[Lines of data]
********************
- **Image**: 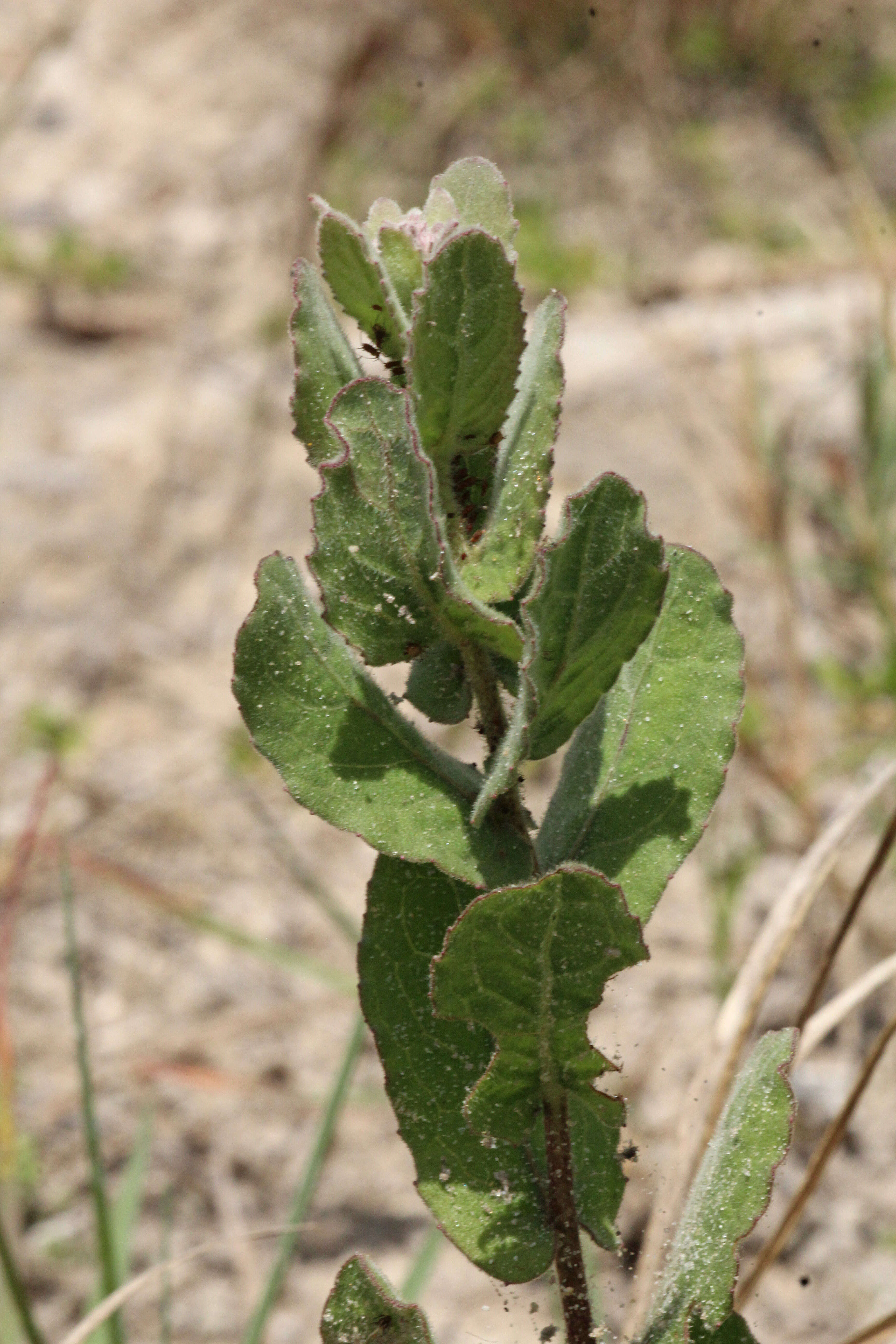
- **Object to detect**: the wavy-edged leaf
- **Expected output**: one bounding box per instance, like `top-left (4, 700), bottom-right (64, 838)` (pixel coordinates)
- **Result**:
top-left (642, 1028), bottom-right (797, 1344)
top-left (376, 223), bottom-right (423, 327)
top-left (404, 640), bottom-right (473, 723)
top-left (427, 156), bottom-right (520, 249)
top-left (314, 198), bottom-right (404, 360)
top-left (310, 378), bottom-right (523, 667)
top-left (536, 546), bottom-right (743, 922)
top-left (321, 1255), bottom-right (432, 1344)
top-left (290, 261), bottom-right (361, 466)
top-left (462, 293), bottom-right (565, 602)
top-left (473, 473), bottom-right (668, 828)
top-left (408, 236), bottom-right (524, 466)
top-left (432, 865), bottom-right (647, 1142)
top-left (357, 856), bottom-right (554, 1284)
top-left (234, 554), bottom-right (531, 887)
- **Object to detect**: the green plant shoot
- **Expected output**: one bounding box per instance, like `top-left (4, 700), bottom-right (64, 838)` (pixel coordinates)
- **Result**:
top-left (234, 159), bottom-right (791, 1344)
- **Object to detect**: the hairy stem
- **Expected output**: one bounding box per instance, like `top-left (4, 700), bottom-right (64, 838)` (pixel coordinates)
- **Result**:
top-left (544, 1095), bottom-right (592, 1344)
top-left (461, 644), bottom-right (539, 855)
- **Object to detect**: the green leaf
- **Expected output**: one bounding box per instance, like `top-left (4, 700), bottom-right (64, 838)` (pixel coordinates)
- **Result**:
top-left (408, 236), bottom-right (524, 469)
top-left (536, 546), bottom-right (743, 922)
top-left (473, 473), bottom-right (668, 828)
top-left (310, 378), bottom-right (523, 667)
top-left (462, 294), bottom-right (565, 602)
top-left (432, 867), bottom-right (647, 1142)
top-left (357, 856), bottom-right (554, 1284)
top-left (523, 473), bottom-right (668, 761)
top-left (314, 198), bottom-right (404, 360)
top-left (290, 261), bottom-right (361, 466)
top-left (688, 1312), bottom-right (756, 1344)
top-left (427, 157), bottom-right (520, 249)
top-left (643, 1028), bottom-right (797, 1344)
top-left (376, 225), bottom-right (423, 327)
top-left (404, 640), bottom-right (473, 723)
top-left (234, 554), bottom-right (531, 887)
top-left (321, 1255), bottom-right (432, 1344)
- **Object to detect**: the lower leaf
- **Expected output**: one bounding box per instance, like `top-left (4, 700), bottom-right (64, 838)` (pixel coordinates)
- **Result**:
top-left (357, 856), bottom-right (554, 1284)
top-left (321, 1255), bottom-right (432, 1344)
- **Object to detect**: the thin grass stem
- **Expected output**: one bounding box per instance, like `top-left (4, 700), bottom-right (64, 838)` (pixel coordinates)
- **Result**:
top-left (797, 795), bottom-right (896, 1031)
top-left (59, 848), bottom-right (124, 1344)
top-left (402, 1223), bottom-right (445, 1302)
top-left (735, 1016), bottom-right (896, 1306)
top-left (242, 1013), bottom-right (367, 1344)
top-left (0, 1199), bottom-right (47, 1344)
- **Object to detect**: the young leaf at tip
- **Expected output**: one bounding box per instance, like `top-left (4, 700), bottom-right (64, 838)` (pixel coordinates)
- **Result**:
top-left (641, 1028), bottom-right (797, 1344)
top-left (462, 294), bottom-right (565, 602)
top-left (427, 156), bottom-right (520, 261)
top-left (357, 856), bottom-right (554, 1284)
top-left (536, 546), bottom-right (743, 922)
top-left (408, 236), bottom-right (524, 473)
top-left (290, 261), bottom-right (361, 466)
top-left (321, 1255), bottom-right (432, 1344)
top-left (234, 554), bottom-right (531, 887)
top-left (313, 196), bottom-right (404, 363)
top-left (310, 378), bottom-right (523, 667)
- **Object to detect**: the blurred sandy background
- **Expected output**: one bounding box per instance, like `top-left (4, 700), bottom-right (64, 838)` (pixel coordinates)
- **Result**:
top-left (0, 0), bottom-right (896, 1344)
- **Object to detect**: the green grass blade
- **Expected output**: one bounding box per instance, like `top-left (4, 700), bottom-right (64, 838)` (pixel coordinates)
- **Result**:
top-left (242, 1013), bottom-right (367, 1344)
top-left (59, 852), bottom-right (125, 1344)
top-left (111, 1110), bottom-right (152, 1284)
top-left (402, 1223), bottom-right (445, 1302)
top-left (0, 1204), bottom-right (47, 1344)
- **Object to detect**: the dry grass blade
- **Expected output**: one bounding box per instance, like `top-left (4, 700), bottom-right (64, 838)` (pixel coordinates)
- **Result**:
top-left (839, 1312), bottom-right (896, 1344)
top-left (794, 951), bottom-right (896, 1066)
top-left (797, 795), bottom-right (896, 1031)
top-left (59, 1223), bottom-right (308, 1344)
top-left (626, 759), bottom-right (896, 1336)
top-left (735, 1016), bottom-right (896, 1306)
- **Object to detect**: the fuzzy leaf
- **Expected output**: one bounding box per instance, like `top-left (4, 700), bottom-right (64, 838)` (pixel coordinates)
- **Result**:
top-left (537, 546), bottom-right (743, 922)
top-left (462, 294), bottom-right (565, 602)
top-left (357, 856), bottom-right (554, 1284)
top-left (523, 473), bottom-right (668, 761)
top-left (432, 867), bottom-right (647, 1142)
top-left (427, 157), bottom-right (520, 249)
top-left (376, 225), bottom-right (423, 328)
top-left (290, 261), bottom-right (361, 466)
top-left (404, 640), bottom-right (473, 723)
top-left (234, 554), bottom-right (531, 886)
top-left (473, 473), bottom-right (668, 828)
top-left (310, 378), bottom-right (523, 667)
top-left (316, 198), bottom-right (404, 360)
top-left (321, 1255), bottom-right (432, 1344)
top-left (642, 1028), bottom-right (797, 1344)
top-left (408, 236), bottom-right (524, 465)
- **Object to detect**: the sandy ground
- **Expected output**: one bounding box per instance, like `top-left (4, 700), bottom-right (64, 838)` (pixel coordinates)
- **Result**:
top-left (0, 0), bottom-right (896, 1344)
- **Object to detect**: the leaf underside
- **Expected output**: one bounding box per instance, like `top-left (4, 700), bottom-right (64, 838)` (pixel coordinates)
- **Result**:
top-left (310, 378), bottom-right (521, 667)
top-left (317, 202), bottom-right (404, 360)
top-left (536, 547), bottom-right (743, 921)
top-left (290, 261), bottom-right (361, 466)
top-left (321, 1255), bottom-right (432, 1344)
top-left (641, 1028), bottom-right (797, 1344)
top-left (473, 473), bottom-right (668, 825)
top-left (408, 228), bottom-right (524, 466)
top-left (234, 554), bottom-right (531, 887)
top-left (462, 294), bottom-right (565, 602)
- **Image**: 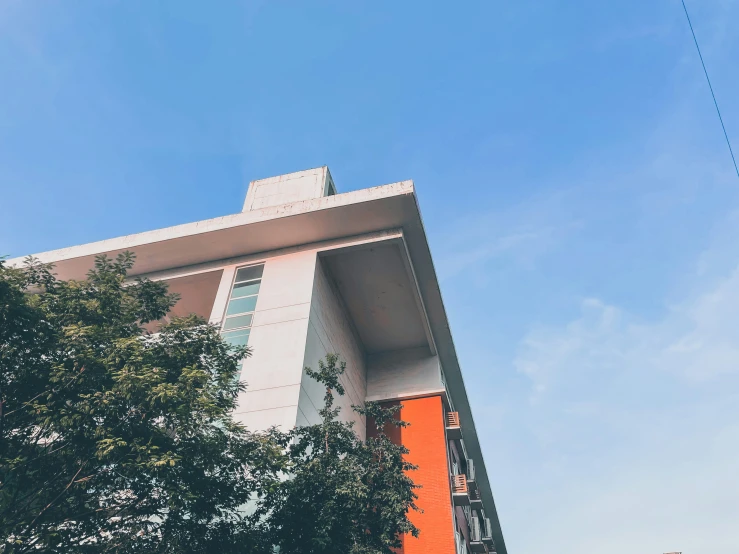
********************
== What you are asked to do ==
Give the data above as a JSON list of strings, one string per line and no strings for blank lines. Leave the pictures out.

== Full answer ==
[
  "- **Image**: ",
  "- **Object to detect**: the wavy-edged leaf",
  "- **Expected output**: one bounding box per instance, like `top-left (4, 700), bottom-right (64, 838)` (pixel coordinates)",
  "- **Result**:",
  "top-left (642, 1028), bottom-right (797, 1344)",
  "top-left (376, 223), bottom-right (423, 327)",
  "top-left (404, 640), bottom-right (473, 723)",
  "top-left (427, 156), bottom-right (520, 249)",
  "top-left (314, 198), bottom-right (404, 360)",
  "top-left (310, 378), bottom-right (523, 667)",
  "top-left (536, 546), bottom-right (743, 922)",
  "top-left (321, 1255), bottom-right (432, 1344)",
  "top-left (290, 261), bottom-right (361, 466)",
  "top-left (462, 293), bottom-right (565, 602)",
  "top-left (473, 473), bottom-right (668, 828)",
  "top-left (408, 236), bottom-right (524, 466)",
  "top-left (432, 865), bottom-right (647, 1142)",
  "top-left (357, 856), bottom-right (554, 1284)",
  "top-left (234, 554), bottom-right (531, 887)",
  "- **Object to detect**: the green plant shoot",
  "- **Expected output**: one bounding box per instance, like `top-left (4, 700), bottom-right (64, 838)` (pixel coordinates)",
  "- **Result**:",
  "top-left (234, 159), bottom-right (791, 1344)",
  "- **Object to detect**: the hairy stem",
  "- **Expected output**: one bounding box per instance, like `top-left (4, 700), bottom-right (64, 838)` (pixel coordinates)",
  "- **Result**:",
  "top-left (544, 1095), bottom-right (592, 1344)",
  "top-left (461, 644), bottom-right (539, 855)",
  "- **Object to detect**: the green leaf",
  "- **Expected output**: one bounding box per instance, like `top-left (4, 700), bottom-right (64, 838)` (pixel coordinates)",
  "- **Result**:",
  "top-left (408, 236), bottom-right (524, 469)",
  "top-left (536, 546), bottom-right (743, 922)",
  "top-left (473, 473), bottom-right (668, 828)",
  "top-left (310, 378), bottom-right (523, 667)",
  "top-left (462, 294), bottom-right (565, 602)",
  "top-left (432, 867), bottom-right (647, 1142)",
  "top-left (357, 856), bottom-right (554, 1284)",
  "top-left (523, 473), bottom-right (668, 761)",
  "top-left (314, 198), bottom-right (404, 360)",
  "top-left (290, 261), bottom-right (361, 466)",
  "top-left (688, 1312), bottom-right (756, 1344)",
  "top-left (427, 157), bottom-right (520, 249)",
  "top-left (643, 1028), bottom-right (797, 1344)",
  "top-left (376, 225), bottom-right (423, 327)",
  "top-left (404, 640), bottom-right (473, 723)",
  "top-left (234, 554), bottom-right (531, 887)",
  "top-left (321, 1255), bottom-right (432, 1344)",
  "- **Object to detect**: the lower leaf",
  "- **Expected output**: one bounding box per instance, like `top-left (4, 700), bottom-right (64, 838)` (pixel coordinates)",
  "- **Result**:",
  "top-left (357, 856), bottom-right (554, 1284)",
  "top-left (321, 1255), bottom-right (432, 1344)",
  "- **Object to detect**: the thin grass stem",
  "- **Expected output**: one bounding box per instance, like `top-left (4, 700), bottom-right (64, 838)` (pixel coordinates)",
  "- **Result**:",
  "top-left (797, 795), bottom-right (896, 1031)",
  "top-left (59, 848), bottom-right (124, 1344)",
  "top-left (402, 1223), bottom-right (445, 1302)",
  "top-left (735, 1016), bottom-right (896, 1306)",
  "top-left (242, 1013), bottom-right (367, 1344)",
  "top-left (0, 1199), bottom-right (47, 1344)",
  "- **Object to detect**: the young leaf at tip",
  "- **Expected output**: one bounding box per instance, like `top-left (4, 700), bottom-right (64, 838)` (pixel coordinates)",
  "- **Result**:",
  "top-left (641, 1028), bottom-right (797, 1344)",
  "top-left (462, 294), bottom-right (565, 602)",
  "top-left (427, 156), bottom-right (520, 261)",
  "top-left (357, 856), bottom-right (554, 1284)",
  "top-left (536, 546), bottom-right (743, 922)",
  "top-left (408, 236), bottom-right (524, 473)",
  "top-left (290, 261), bottom-right (361, 466)",
  "top-left (321, 1255), bottom-right (432, 1344)",
  "top-left (234, 554), bottom-right (531, 887)",
  "top-left (313, 196), bottom-right (404, 363)",
  "top-left (310, 378), bottom-right (523, 667)",
  "- **Object to detect**: the blurred sandy background",
  "- **Expected output**: one bounding box per instance, like `top-left (4, 700), bottom-right (64, 838)` (pixel coordinates)",
  "- **Result**:",
  "top-left (0, 0), bottom-right (896, 1344)",
  "- **Object to detect**: the green grass blade",
  "- **Expected output**: one bounding box per instance, like `top-left (4, 700), bottom-right (64, 838)` (pixel coordinates)",
  "- **Result**:",
  "top-left (242, 1013), bottom-right (367, 1344)",
  "top-left (59, 852), bottom-right (125, 1344)",
  "top-left (111, 1110), bottom-right (152, 1284)",
  "top-left (402, 1223), bottom-right (445, 1302)",
  "top-left (0, 1204), bottom-right (47, 1344)",
  "- **Object to detect**: the dry grass blade",
  "- **Expected output**: one bounding box per instance, like `top-left (4, 700), bottom-right (64, 838)` (pixel coordinates)",
  "- **Result**:",
  "top-left (839, 1312), bottom-right (896, 1344)",
  "top-left (794, 951), bottom-right (896, 1066)",
  "top-left (797, 795), bottom-right (896, 1031)",
  "top-left (59, 1223), bottom-right (308, 1344)",
  "top-left (626, 759), bottom-right (896, 1336)",
  "top-left (735, 1016), bottom-right (896, 1306)",
  "- **Object to detect**: the fuzzy leaf",
  "- **Expected output**: one bounding box per instance, like `top-left (4, 700), bottom-right (64, 838)` (pixel coordinates)",
  "- **Result**:",
  "top-left (537, 546), bottom-right (743, 922)",
  "top-left (462, 294), bottom-right (565, 602)",
  "top-left (357, 856), bottom-right (554, 1284)",
  "top-left (523, 473), bottom-right (668, 761)",
  "top-left (432, 867), bottom-right (647, 1142)",
  "top-left (427, 157), bottom-right (520, 249)",
  "top-left (376, 225), bottom-right (423, 328)",
  "top-left (290, 261), bottom-right (361, 466)",
  "top-left (404, 640), bottom-right (473, 723)",
  "top-left (234, 554), bottom-right (531, 886)",
  "top-left (473, 473), bottom-right (668, 828)",
  "top-left (310, 378), bottom-right (523, 667)",
  "top-left (316, 198), bottom-right (404, 360)",
  "top-left (321, 1255), bottom-right (432, 1344)",
  "top-left (642, 1028), bottom-right (797, 1344)",
  "top-left (408, 236), bottom-right (524, 465)",
  "- **Object to detect**: the sandy ground",
  "- **Expected output**: one bounding box per instance, like `top-left (4, 700), bottom-right (64, 838)` (pixel coordinates)",
  "- **Result**:",
  "top-left (0, 0), bottom-right (896, 1344)",
  "- **Object to detect**: the leaf underside",
  "- **Expected output**: one bounding box per instance, like `top-left (4, 700), bottom-right (64, 838)` (pixel coordinates)",
  "- **Result**:",
  "top-left (310, 378), bottom-right (521, 667)",
  "top-left (317, 202), bottom-right (404, 360)",
  "top-left (536, 547), bottom-right (743, 921)",
  "top-left (290, 261), bottom-right (361, 466)",
  "top-left (321, 1255), bottom-right (432, 1344)",
  "top-left (641, 1028), bottom-right (797, 1344)",
  "top-left (473, 473), bottom-right (668, 825)",
  "top-left (408, 228), bottom-right (524, 466)",
  "top-left (234, 554), bottom-right (531, 887)",
  "top-left (462, 294), bottom-right (565, 602)",
  "- **Image**: "
]